> [WHAT THE TASK ASKS]: Your answer should be the lines of the material that include the word "hull".
※ ※ ※
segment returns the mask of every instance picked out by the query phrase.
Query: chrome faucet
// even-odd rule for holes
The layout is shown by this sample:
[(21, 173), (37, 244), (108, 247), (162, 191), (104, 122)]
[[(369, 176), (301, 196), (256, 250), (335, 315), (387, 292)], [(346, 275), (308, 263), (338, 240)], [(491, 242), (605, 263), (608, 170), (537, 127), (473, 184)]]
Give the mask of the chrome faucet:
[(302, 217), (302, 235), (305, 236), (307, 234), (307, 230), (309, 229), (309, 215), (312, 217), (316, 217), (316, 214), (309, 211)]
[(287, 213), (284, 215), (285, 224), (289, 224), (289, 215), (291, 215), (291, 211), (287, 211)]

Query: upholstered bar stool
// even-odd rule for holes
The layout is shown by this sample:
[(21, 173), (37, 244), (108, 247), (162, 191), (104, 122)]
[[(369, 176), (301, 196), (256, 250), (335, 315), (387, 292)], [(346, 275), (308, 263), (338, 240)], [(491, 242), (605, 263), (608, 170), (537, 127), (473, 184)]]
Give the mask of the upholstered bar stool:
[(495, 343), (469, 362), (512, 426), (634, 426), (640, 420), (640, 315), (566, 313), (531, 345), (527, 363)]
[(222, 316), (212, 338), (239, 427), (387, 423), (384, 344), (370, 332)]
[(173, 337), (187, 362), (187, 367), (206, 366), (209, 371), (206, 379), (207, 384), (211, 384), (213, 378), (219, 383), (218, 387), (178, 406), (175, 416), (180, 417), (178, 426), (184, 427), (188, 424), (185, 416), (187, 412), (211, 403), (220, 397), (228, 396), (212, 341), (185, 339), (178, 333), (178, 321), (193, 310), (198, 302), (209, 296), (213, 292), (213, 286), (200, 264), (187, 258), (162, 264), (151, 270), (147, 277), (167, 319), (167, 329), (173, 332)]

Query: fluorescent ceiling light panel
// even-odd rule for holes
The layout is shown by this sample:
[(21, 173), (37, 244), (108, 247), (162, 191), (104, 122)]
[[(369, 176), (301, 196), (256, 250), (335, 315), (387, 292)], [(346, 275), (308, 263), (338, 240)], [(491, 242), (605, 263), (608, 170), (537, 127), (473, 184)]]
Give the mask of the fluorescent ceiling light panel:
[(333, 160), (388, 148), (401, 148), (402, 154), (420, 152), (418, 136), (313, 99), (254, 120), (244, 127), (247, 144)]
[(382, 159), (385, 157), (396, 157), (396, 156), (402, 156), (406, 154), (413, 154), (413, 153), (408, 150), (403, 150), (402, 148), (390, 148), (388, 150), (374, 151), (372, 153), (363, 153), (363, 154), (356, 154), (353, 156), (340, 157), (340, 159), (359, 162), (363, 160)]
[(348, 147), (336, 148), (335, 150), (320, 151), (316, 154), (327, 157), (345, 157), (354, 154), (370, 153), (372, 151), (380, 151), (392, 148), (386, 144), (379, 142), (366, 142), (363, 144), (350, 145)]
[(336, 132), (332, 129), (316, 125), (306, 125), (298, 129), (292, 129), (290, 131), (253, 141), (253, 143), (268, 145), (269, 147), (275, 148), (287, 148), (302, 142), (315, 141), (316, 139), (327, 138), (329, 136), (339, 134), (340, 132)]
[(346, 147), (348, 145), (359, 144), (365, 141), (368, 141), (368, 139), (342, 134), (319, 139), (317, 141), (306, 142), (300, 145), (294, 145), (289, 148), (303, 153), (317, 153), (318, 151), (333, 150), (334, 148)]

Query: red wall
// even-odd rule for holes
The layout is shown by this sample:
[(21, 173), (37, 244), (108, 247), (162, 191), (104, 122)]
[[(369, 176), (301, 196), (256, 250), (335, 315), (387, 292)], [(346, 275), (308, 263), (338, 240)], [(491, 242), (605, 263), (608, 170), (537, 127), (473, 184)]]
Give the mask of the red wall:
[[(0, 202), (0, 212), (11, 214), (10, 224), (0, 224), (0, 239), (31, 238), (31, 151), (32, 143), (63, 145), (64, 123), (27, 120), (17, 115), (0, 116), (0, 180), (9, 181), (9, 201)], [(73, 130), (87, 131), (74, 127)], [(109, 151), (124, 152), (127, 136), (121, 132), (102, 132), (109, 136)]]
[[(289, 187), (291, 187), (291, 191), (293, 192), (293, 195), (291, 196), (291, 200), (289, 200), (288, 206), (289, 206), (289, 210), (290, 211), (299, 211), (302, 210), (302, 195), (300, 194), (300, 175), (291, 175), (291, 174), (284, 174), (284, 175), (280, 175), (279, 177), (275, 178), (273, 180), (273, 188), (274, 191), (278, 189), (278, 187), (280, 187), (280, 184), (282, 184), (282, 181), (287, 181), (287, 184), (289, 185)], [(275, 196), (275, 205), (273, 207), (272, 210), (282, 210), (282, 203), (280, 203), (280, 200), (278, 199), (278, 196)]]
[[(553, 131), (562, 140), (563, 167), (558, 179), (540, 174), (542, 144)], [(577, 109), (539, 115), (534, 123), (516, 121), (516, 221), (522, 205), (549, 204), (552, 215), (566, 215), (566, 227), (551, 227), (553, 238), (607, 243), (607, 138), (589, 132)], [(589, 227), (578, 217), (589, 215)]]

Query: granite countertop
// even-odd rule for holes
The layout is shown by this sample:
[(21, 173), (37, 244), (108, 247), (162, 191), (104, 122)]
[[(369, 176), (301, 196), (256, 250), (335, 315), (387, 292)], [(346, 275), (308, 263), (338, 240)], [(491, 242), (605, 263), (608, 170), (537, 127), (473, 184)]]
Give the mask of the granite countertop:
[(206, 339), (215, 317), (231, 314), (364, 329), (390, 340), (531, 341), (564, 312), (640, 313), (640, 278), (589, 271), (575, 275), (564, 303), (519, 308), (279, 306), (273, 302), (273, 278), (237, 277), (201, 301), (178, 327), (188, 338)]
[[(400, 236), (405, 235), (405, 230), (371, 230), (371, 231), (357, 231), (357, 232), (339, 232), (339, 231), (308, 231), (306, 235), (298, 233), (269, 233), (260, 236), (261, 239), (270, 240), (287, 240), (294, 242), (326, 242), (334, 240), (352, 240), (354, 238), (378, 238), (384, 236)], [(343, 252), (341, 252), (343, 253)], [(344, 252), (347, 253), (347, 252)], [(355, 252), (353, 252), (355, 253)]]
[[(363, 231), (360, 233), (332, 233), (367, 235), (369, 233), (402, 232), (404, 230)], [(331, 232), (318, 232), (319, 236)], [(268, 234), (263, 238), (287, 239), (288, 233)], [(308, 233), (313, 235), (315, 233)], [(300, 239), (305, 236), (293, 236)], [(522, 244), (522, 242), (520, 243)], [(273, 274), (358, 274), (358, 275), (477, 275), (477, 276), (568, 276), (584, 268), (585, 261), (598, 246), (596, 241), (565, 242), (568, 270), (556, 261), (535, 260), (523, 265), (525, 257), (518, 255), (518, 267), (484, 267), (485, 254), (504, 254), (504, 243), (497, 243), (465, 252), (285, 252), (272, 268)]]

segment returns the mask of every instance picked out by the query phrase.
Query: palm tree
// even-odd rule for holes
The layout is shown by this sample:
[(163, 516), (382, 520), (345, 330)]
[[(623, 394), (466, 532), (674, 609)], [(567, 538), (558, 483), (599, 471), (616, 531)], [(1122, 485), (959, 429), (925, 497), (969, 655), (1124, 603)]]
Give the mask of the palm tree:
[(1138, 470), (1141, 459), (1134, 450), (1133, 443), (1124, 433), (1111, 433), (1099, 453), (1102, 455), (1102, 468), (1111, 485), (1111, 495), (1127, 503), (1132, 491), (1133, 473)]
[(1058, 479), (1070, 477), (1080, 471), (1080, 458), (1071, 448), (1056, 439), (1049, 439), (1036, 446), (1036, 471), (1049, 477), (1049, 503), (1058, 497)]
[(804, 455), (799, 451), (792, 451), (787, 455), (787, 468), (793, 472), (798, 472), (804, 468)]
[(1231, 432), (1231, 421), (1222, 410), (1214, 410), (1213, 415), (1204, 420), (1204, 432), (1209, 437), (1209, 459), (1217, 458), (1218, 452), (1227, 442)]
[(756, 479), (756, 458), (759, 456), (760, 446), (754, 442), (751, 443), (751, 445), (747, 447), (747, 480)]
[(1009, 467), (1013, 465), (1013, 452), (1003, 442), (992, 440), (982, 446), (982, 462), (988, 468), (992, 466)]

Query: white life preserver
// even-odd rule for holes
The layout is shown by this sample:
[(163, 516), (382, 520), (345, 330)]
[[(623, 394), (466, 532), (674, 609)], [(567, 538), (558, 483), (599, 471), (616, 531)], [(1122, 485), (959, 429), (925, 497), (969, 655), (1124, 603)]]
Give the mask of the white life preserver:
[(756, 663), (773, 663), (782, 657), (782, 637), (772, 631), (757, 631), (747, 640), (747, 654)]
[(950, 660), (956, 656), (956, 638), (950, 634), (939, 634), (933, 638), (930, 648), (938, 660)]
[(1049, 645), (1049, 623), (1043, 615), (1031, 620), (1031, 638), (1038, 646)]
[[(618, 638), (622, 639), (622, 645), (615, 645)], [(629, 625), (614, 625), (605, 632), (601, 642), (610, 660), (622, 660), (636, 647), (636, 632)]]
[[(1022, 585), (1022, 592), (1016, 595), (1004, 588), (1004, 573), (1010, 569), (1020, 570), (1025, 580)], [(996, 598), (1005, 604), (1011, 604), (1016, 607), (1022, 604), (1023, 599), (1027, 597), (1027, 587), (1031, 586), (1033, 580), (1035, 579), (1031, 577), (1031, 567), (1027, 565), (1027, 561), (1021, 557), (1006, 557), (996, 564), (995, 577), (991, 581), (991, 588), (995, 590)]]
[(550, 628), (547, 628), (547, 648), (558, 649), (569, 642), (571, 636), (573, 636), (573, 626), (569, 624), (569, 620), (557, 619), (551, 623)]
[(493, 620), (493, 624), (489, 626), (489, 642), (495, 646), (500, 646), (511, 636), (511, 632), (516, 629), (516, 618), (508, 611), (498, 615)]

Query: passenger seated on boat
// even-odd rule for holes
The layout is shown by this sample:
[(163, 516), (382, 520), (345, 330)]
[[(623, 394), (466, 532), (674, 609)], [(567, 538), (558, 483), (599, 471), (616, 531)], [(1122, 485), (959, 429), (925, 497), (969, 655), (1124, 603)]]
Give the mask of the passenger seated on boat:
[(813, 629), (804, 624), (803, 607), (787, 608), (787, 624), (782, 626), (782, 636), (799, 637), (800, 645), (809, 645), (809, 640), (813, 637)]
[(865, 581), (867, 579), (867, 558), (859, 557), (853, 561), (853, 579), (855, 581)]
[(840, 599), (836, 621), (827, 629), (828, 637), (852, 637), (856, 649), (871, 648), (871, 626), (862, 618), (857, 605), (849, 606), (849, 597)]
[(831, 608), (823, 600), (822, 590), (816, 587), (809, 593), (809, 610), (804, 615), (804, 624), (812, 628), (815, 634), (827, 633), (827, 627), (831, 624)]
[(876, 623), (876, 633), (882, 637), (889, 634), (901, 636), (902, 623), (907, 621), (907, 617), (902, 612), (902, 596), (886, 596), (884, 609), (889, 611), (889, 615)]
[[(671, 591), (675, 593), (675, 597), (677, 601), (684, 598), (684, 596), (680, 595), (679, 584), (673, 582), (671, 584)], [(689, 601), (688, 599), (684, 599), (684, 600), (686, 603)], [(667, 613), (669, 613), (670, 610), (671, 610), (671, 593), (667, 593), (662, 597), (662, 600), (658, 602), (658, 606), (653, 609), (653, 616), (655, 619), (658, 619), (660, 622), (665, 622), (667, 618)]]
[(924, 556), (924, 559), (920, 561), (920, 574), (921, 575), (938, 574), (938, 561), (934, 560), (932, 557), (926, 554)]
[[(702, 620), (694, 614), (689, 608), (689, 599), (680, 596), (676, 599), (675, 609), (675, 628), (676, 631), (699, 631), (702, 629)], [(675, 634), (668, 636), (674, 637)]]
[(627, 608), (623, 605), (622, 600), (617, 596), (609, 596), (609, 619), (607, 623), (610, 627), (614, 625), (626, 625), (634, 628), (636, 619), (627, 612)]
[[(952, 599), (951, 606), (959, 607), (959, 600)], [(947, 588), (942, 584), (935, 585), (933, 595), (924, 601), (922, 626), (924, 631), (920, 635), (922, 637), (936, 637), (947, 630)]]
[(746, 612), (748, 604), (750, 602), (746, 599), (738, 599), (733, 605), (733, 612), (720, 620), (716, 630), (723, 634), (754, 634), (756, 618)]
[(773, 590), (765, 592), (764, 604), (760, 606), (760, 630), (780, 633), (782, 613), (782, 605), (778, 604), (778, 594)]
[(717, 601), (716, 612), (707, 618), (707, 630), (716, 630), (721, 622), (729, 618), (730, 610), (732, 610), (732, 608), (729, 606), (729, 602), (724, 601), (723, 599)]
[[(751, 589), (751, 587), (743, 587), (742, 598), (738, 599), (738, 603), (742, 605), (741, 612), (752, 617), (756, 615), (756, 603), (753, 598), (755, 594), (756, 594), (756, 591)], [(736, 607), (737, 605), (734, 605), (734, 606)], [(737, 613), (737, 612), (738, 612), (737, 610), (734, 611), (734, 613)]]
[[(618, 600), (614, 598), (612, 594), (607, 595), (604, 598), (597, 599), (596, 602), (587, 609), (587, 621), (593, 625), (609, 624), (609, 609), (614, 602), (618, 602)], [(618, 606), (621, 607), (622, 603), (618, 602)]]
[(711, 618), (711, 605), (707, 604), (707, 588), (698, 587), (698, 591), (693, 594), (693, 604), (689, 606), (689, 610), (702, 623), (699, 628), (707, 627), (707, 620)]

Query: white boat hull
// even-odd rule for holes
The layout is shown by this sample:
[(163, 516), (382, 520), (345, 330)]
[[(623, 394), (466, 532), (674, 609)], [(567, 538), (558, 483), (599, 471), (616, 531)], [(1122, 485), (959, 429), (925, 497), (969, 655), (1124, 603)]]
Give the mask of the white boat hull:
※ ※ ※
> [EXPECTED OUTPUT]:
Query: white boat hull
Give the mask of the white boat hull:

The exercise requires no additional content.